* [Work instruction] Gather every line of the records below that contains the string "positive", treating uppercase and lowercase letters as distinct.

* [Data section]
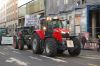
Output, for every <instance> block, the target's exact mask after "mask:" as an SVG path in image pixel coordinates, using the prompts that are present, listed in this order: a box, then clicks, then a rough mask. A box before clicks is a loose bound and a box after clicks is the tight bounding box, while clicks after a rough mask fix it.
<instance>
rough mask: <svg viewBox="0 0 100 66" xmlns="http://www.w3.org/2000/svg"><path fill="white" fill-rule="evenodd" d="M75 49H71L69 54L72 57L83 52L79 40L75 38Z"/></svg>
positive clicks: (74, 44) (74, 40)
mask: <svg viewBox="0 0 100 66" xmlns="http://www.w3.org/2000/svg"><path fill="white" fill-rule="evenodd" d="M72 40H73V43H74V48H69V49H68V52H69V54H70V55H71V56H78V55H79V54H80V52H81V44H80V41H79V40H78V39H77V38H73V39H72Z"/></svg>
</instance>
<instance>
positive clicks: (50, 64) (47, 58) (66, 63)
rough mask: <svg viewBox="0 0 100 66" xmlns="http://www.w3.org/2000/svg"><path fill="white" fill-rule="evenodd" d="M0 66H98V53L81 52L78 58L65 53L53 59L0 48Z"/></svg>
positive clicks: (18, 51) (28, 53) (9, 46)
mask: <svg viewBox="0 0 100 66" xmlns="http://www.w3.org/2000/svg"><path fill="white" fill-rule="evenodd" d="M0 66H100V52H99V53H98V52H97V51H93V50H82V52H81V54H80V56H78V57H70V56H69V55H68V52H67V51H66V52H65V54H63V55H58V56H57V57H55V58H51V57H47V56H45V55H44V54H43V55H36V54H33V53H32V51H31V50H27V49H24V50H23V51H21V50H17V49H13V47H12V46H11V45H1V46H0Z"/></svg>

...

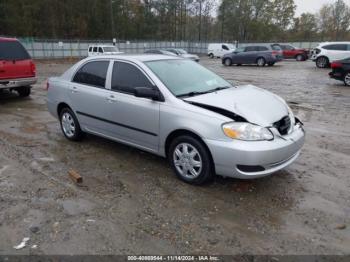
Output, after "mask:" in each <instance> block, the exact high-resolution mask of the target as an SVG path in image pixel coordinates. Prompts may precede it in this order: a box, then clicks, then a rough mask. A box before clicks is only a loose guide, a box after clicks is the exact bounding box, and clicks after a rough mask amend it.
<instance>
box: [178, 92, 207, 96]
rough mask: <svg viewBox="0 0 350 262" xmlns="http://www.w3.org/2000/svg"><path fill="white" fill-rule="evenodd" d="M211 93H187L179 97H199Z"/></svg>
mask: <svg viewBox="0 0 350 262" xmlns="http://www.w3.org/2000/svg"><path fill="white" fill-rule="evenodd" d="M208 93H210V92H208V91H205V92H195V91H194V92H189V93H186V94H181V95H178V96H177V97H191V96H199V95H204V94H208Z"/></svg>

...

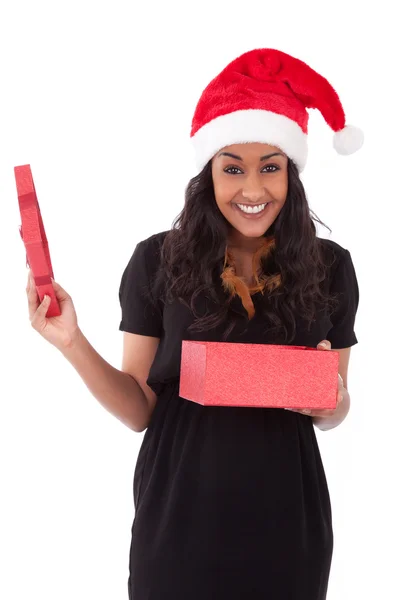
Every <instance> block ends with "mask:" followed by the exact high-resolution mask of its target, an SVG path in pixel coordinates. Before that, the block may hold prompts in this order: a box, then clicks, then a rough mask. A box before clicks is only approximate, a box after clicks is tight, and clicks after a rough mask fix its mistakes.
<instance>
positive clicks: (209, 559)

* [Task solution]
positive clicks: (74, 44) (74, 40)
positive clicks: (50, 64) (47, 58) (66, 63)
positive clicks: (18, 51) (28, 53) (9, 46)
positive clicks: (209, 559)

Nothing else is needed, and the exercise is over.